Problem: Transcribe all of the data, leaving nothing out and changing nothing.

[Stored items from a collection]

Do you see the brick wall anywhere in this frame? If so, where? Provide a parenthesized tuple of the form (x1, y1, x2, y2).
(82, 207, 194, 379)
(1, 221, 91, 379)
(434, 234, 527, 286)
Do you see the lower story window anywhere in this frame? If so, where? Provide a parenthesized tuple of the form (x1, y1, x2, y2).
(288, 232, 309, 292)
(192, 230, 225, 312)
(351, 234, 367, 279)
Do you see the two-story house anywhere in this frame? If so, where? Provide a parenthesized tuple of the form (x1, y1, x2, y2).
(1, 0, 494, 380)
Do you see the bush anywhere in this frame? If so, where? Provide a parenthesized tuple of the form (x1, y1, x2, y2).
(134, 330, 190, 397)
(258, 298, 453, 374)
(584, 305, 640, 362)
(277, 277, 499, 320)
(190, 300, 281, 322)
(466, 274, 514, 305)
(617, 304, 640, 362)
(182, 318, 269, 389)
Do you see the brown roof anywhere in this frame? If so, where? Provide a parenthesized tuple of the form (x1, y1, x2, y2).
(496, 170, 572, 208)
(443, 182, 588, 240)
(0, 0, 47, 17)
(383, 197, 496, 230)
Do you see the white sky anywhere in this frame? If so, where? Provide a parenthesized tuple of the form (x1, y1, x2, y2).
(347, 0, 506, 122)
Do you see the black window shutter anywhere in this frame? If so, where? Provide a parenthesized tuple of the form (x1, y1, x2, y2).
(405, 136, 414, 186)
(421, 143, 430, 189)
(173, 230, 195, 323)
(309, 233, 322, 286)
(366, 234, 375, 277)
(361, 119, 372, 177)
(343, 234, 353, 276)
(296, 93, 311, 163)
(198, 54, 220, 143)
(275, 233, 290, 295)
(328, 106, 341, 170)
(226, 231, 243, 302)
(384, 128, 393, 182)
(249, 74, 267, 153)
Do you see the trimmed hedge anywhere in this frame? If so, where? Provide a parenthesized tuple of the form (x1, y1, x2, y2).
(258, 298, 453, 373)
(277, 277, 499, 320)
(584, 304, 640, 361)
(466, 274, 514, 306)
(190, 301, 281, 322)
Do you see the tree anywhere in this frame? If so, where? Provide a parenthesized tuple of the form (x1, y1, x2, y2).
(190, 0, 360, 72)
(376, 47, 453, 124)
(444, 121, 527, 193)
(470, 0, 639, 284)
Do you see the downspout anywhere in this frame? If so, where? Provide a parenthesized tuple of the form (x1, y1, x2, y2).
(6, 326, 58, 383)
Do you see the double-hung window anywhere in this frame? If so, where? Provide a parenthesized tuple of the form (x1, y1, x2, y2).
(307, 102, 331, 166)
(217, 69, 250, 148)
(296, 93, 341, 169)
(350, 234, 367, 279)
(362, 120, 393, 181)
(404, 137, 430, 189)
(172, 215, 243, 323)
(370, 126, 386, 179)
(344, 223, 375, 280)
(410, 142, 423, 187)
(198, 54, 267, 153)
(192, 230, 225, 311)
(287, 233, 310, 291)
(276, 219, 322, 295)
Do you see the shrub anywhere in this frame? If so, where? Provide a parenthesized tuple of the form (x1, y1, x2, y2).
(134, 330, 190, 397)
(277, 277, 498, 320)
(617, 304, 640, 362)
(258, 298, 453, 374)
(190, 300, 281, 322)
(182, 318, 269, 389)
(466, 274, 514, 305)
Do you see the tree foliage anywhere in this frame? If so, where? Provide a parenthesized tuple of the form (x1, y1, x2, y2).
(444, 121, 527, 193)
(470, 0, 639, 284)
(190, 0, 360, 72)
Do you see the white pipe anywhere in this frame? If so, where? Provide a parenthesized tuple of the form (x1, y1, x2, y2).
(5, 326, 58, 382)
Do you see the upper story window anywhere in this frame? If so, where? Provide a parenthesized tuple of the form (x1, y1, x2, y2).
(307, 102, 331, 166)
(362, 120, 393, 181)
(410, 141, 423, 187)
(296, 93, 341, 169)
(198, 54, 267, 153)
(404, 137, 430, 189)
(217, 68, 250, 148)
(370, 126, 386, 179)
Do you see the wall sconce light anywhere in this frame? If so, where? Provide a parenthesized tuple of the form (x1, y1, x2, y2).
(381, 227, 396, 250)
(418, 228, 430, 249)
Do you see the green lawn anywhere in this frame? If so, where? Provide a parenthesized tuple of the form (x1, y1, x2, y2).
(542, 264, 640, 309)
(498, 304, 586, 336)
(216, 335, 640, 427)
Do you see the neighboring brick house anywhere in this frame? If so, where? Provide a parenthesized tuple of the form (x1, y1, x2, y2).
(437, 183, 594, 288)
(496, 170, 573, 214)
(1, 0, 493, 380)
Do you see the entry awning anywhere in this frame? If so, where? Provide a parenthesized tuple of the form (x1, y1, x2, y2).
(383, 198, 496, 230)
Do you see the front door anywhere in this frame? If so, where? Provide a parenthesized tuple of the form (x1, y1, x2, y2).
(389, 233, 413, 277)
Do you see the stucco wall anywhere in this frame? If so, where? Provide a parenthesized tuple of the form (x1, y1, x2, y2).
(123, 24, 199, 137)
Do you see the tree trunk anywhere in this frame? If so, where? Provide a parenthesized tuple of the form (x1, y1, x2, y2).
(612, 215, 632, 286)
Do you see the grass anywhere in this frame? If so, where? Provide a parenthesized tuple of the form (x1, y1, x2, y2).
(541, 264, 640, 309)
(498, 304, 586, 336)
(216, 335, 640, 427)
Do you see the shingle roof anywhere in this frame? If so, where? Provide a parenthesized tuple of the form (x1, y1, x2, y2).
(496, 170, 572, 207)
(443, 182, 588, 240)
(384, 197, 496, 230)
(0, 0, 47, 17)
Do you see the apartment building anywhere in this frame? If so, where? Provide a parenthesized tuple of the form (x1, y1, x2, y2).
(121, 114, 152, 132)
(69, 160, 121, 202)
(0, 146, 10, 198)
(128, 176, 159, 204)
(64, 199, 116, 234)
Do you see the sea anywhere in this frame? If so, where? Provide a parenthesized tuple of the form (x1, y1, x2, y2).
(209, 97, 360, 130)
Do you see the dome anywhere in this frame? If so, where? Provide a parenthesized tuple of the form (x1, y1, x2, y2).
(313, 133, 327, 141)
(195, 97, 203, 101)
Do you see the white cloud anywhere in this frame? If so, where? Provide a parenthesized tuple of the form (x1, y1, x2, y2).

Written response:
Do you see the brick wall anywhere in this frame? If so, where? Provide a parenthesized tuple of the form (x1, y1, x2, y2).
(82, 207, 194, 379)
(1, 221, 91, 379)
(434, 234, 527, 286)
Do you see the lower story window anywhere in this frame? If so, where? Provide a parenthesized tuple of the form (x1, y1, x2, y2).
(288, 232, 309, 292)
(192, 230, 225, 312)
(351, 234, 367, 279)
Do you see the two-story house anywhere in this frame? If so, where? Provide a parenthesized tuple of the form (x1, y1, x2, y2).
(1, 0, 494, 380)
Do you see the bush anywhere in this frame? If so, where? Provide a parenthesized tuple of the form (x1, y1, x2, y2).
(134, 330, 190, 397)
(258, 298, 453, 374)
(584, 305, 640, 362)
(277, 277, 499, 320)
(190, 300, 281, 322)
(466, 274, 514, 305)
(617, 304, 640, 362)
(182, 318, 269, 389)
Do you see the brown roof anywhere in this frame? If so, where? Provide a parenthesized tuple of the form (x1, y1, x2, y2).
(496, 170, 572, 208)
(443, 182, 588, 240)
(0, 0, 47, 17)
(383, 197, 496, 230)
Do you see the white sky anywhere in this frame? If so, where? Provide a parenthesized tuple of the form (x1, y1, x2, y2).
(347, 0, 506, 122)
Do you see the black window shutter anywhere in this frame? If so, where? Provide a parenthesized tuple of the form (x1, y1, x2, y2).
(405, 136, 414, 186)
(421, 143, 430, 189)
(173, 230, 195, 323)
(309, 233, 322, 286)
(366, 234, 375, 277)
(361, 119, 372, 177)
(343, 234, 353, 276)
(296, 93, 311, 163)
(198, 54, 220, 143)
(275, 233, 290, 295)
(328, 106, 341, 170)
(226, 231, 243, 302)
(384, 128, 393, 182)
(249, 74, 267, 153)
Do you see the trimmed hedge anywhere in this frame? If so, where? Provide a parenthesized tuple of the form (x1, y1, x2, y2).
(258, 298, 453, 373)
(277, 277, 499, 320)
(584, 304, 640, 361)
(466, 274, 514, 306)
(190, 301, 281, 322)
Do you see the tree anywhere in this frame? If so, where? Provide a parenthesized tuple of the form (x1, y1, x2, y2).
(190, 0, 360, 72)
(376, 47, 453, 124)
(444, 121, 527, 193)
(470, 0, 639, 284)
Do you see the downspout anywhere in this frame? If so, where? Provide a parenthesized tuple of the form (x1, y1, x2, y2).
(6, 326, 58, 383)
Do you see the double-hung window anywhere in this frame? If so, where? Provide a parenthesized tuple of the form (x1, y1, x2, y2).
(307, 102, 331, 166)
(217, 69, 250, 148)
(296, 93, 341, 169)
(350, 234, 367, 279)
(362, 120, 393, 181)
(404, 137, 430, 189)
(172, 215, 243, 323)
(370, 126, 386, 179)
(344, 223, 375, 280)
(410, 142, 423, 187)
(198, 54, 267, 153)
(192, 230, 225, 311)
(287, 233, 310, 291)
(276, 219, 322, 295)
Do you see the shrub anywhere in this frame? If so, where? Provide a parenthesized tuple of the form (x1, y1, x2, y2).
(134, 330, 190, 397)
(277, 277, 498, 320)
(617, 304, 640, 362)
(258, 298, 453, 374)
(190, 300, 281, 322)
(182, 318, 269, 389)
(466, 274, 514, 305)
Do you see the tree foliage anywhere in this frame? If so, where? Provide a parenthesized tuple of the form (x1, y1, x2, y2).
(444, 121, 527, 193)
(470, 0, 639, 284)
(190, 0, 360, 72)
Do you see the white pipe anywhere in this frame? If so, where? Provide a parenthesized tuple of the form (x1, y1, x2, y2).
(5, 326, 58, 382)
Do you see the upper story window anywhere in this frame? If so, where? Provide a parenthesized tuple of the form (x1, y1, x2, y2).
(307, 102, 331, 166)
(362, 120, 393, 181)
(410, 141, 423, 187)
(296, 93, 341, 169)
(198, 54, 267, 153)
(404, 137, 430, 189)
(217, 68, 250, 148)
(370, 126, 386, 179)
Do you see the wall sconce light anywhere in this frame? If so, where? Provide a parenthesized tuple of the form (x1, y1, x2, y2).
(381, 227, 396, 250)
(418, 228, 430, 249)
Do you see the green lawn anywhere in this frame? If so, where? Provide a parenthesized tuple of the form (x1, y1, x2, y2).
(542, 264, 640, 309)
(498, 304, 586, 336)
(216, 335, 640, 427)
Do you see the neighboring brick house anywhere in this frame? If so, where? Provide a parenthesized tuple of the form (x1, y1, x2, y2).
(437, 183, 594, 288)
(496, 170, 573, 214)
(1, 0, 493, 380)
Do you see the entry awning anywhere in this frame? If so, where? Provide a parenthesized tuple of the form (x1, y1, x2, y2).
(383, 198, 496, 230)
Do you see the front door anywhere in this frame? If so, where? Provide a parenthesized tuple of the form (x1, y1, x2, y2).
(389, 233, 413, 277)
Do you see the stucco wall anywhere in this frame? If so, where? Provide a parenthesized tuple of the form (x1, y1, x2, y2).
(123, 24, 199, 137)
Do you see the tree trunk anywhere in this frame? If so, where? Provide a parenthesized tuple of the form (x1, y1, x2, y2).
(612, 215, 632, 286)
Do you see the grass anywhere in this frame? If so, where? Provide a parenthesized tuple of the form (x1, y1, x2, y2).
(541, 264, 640, 309)
(498, 304, 586, 336)
(216, 335, 640, 427)
Do you see the shingle roof anywhere in this frame? If so, where? Provide a parenthesized tuple of the form (x1, y1, x2, y2).
(496, 170, 572, 207)
(443, 182, 588, 240)
(384, 197, 496, 230)
(0, 0, 47, 17)
Do you see the apartment building anywhere in this frame? If so, where? Provide a parenthesized tuple of the form (x1, y1, x2, y2).
(121, 114, 152, 132)
(69, 160, 121, 202)
(0, 146, 10, 198)
(128, 176, 159, 204)
(64, 199, 116, 234)
Do you see the sea anywhere in this frame? If so, where? Provide a parenthesized tuple of the form (x1, y1, x2, y2).
(209, 97, 360, 130)
Do you see the dome anywhere in this frame? If so, where? Provide a parenthesized tuple of the form (x1, y1, x2, y2).
(313, 133, 327, 141)
(195, 97, 203, 101)
Do you see the white cloud anywhere in this frame? If so, where? Provide a parenthesized tuple of the form (x1, y1, x2, y2).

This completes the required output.